▶ _GIVEN EXERCISE_:
Reproduce the following items word for word, leaving out the pictures.

▶ _EXERCISE DATA_:
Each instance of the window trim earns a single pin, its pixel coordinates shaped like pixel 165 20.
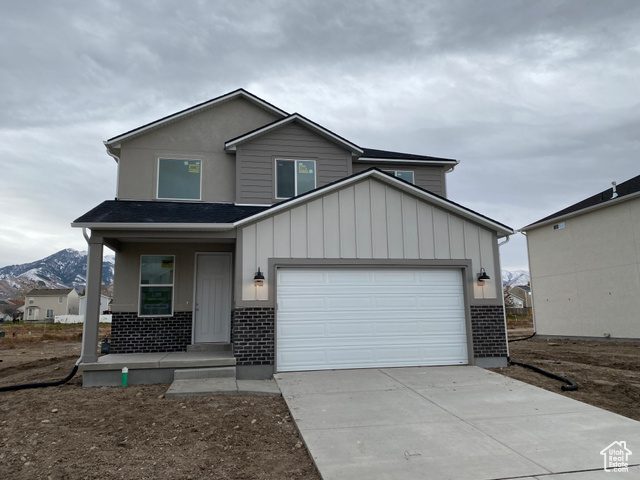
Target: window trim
pixel 295 177
pixel 395 174
pixel 172 285
pixel 158 159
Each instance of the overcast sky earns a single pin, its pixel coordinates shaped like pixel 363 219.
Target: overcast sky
pixel 539 100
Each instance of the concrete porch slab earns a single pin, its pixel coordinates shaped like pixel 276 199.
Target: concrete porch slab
pixel 221 386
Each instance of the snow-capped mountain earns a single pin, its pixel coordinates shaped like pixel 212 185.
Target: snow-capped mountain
pixel 64 269
pixel 516 277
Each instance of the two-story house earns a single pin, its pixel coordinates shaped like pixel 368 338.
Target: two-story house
pixel 236 223
pixel 43 304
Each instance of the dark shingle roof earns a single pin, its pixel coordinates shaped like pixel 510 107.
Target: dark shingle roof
pixel 126 211
pixel 385 154
pixel 626 188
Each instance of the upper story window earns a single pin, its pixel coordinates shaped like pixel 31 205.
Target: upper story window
pixel 179 179
pixel 406 175
pixel 294 177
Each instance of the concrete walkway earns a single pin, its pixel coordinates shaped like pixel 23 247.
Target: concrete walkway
pixel 450 423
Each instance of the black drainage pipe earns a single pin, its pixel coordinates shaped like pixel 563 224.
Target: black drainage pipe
pixel 24 386
pixel 571 385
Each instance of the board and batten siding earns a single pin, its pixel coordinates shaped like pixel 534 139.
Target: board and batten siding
pixel 366 220
pixel 429 177
pixel 255 161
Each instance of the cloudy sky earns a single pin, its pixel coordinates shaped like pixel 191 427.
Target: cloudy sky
pixel 539 100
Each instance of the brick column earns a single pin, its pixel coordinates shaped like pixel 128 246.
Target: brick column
pixel 253 335
pixel 489 335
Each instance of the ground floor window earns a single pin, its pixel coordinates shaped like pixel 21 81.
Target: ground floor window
pixel 156 285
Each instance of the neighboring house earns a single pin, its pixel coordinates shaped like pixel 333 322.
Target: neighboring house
pixel 104 304
pixel 521 295
pixel 238 223
pixel 585 266
pixel 511 300
pixel 45 303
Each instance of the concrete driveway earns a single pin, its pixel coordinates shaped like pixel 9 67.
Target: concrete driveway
pixel 450 423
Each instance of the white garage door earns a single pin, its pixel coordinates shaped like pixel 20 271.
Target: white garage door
pixel 335 318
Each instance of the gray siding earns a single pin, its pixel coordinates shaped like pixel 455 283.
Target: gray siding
pixel 199 137
pixel 429 177
pixel 255 161
pixel 367 220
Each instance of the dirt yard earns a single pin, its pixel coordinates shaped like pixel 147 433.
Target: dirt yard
pixel 68 432
pixel 607 372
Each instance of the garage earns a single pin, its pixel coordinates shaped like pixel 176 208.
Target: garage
pixel 336 318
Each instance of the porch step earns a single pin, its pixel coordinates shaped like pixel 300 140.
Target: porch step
pixel 199 373
pixel 222 386
pixel 210 347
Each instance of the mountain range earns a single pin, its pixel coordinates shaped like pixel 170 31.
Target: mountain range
pixel 516 277
pixel 68 269
pixel 64 269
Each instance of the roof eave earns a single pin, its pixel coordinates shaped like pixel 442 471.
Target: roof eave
pixel 397 160
pixel 501 230
pixel 592 208
pixel 201 227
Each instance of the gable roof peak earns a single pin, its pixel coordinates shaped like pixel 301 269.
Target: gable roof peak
pixel 232 144
pixel 187 112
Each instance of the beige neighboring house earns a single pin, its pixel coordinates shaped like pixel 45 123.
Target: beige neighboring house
pixel 521 295
pixel 585 266
pixel 237 223
pixel 45 303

▶ _EXERCISE SOLUTION_:
Each instance of the window trim earns a single pin, its pixel coordinates shaped like pixel 165 20.
Target: window trim
pixel 295 177
pixel 395 174
pixel 172 285
pixel 158 159
Each instance of the overcast sky earns a single pin, its pixel coordinates shaped like pixel 363 219.
Target: overcast sky
pixel 539 100
Each instance of the concrete porch slab earns a single pin, its pixel coordinates shaped like pixel 276 199.
Target: concrete porch slab
pixel 221 386
Each instance of the snow-capped mountain earns a single pin, its pixel coordinates shaped like pixel 212 185.
Target: snow-capped mountain
pixel 64 269
pixel 516 277
Each instance of the two-story house earns a single pin, its pixel coordinates shaped like pixel 368 338.
Target: two-story house
pixel 236 223
pixel 43 304
Each instance of the dark shingle roof earns a single pin, its pixel coordinates shaped like pixel 510 107.
Target: dark shingle roof
pixel 126 211
pixel 385 154
pixel 626 188
Each instance of the upper story window earns a single pin, its pixel coordinates shaped like pixel 31 205.
Target: upper story window
pixel 179 179
pixel 406 175
pixel 294 177
Each instance of the concrete walkway earns a single pin, its pixel coordinates shaped like pixel 23 247.
Target: concrete walkway
pixel 450 423
Each instance of the black drainage pipe earns a single pin, its pixel coordinates shaped like pixel 563 224.
Target: black drainage pipe
pixel 24 386
pixel 571 385
Each instance of the board and batten siding earns a single pin, its pixel coordinates shaped like pixel 534 139.
Target: board and batten siding
pixel 366 220
pixel 429 177
pixel 255 161
Each instance of the cloudy sky earns a single pin, its pixel coordinates shaped like pixel 191 427.
Target: cloudy sky
pixel 539 100
Each instance of the brick column earns a single pin, its pixel coordinates shaped like pixel 128 246.
Target: brick column
pixel 253 335
pixel 489 335
Each instance of the ground floor window earns a single pin, its pixel coordinates shaped like pixel 21 81.
Target: ground floor window
pixel 156 285
Each instance of the neighboring house earns a single pin, its pixel coordinates shaped like pixel 333 322.
Target: neighboring house
pixel 104 304
pixel 521 295
pixel 238 223
pixel 585 266
pixel 511 300
pixel 45 303
Each instance of the concrete driveway earns a single pin, its pixel coordinates shaped like pixel 9 67.
Target: concrete driveway
pixel 450 423
Each instance of the white garage door earns a single pin, its pixel coordinates shaped like pixel 20 271.
Target: white garage door
pixel 335 318
Each instance of the gray siding earns a single pin, its pixel coordinates shaped like pixel 455 283.
Target: gray siding
pixel 199 137
pixel 429 177
pixel 255 161
pixel 367 220
Each instance of the dirt yard earns a single pin, its pixel coordinates shaped like pixel 147 433.
Target: dirt yard
pixel 68 432
pixel 607 372
Each instance of the garage earns a single pin, its pixel coordinates shaped like pixel 176 208.
Target: garage
pixel 336 318
Each instance of the porch step earns a single pin, its pixel coordinates shaped like pixel 300 140.
Target: porch step
pixel 199 373
pixel 222 386
pixel 210 347
Each instance of the mountain range earns a single pin, its pixel coordinates shaped like pixel 170 31.
Target: mountain range
pixel 516 277
pixel 68 269
pixel 64 269
Each instance of the roof eave earns a single pin, its pixel coordinates shaped like pixel 442 471.
Target: roof eave
pixel 397 160
pixel 501 230
pixel 592 208
pixel 201 227
Each instance of the gable roof peak earns a single pin, its pixel coordinates shaped like pixel 301 269.
Target: gable roof peak
pixel 232 144
pixel 187 112
Each instance of the beige neighboring house earns a single pin, its pixel coordinates shaped like pixel 45 123.
Target: beige neighboring house
pixel 521 295
pixel 585 266
pixel 237 223
pixel 45 303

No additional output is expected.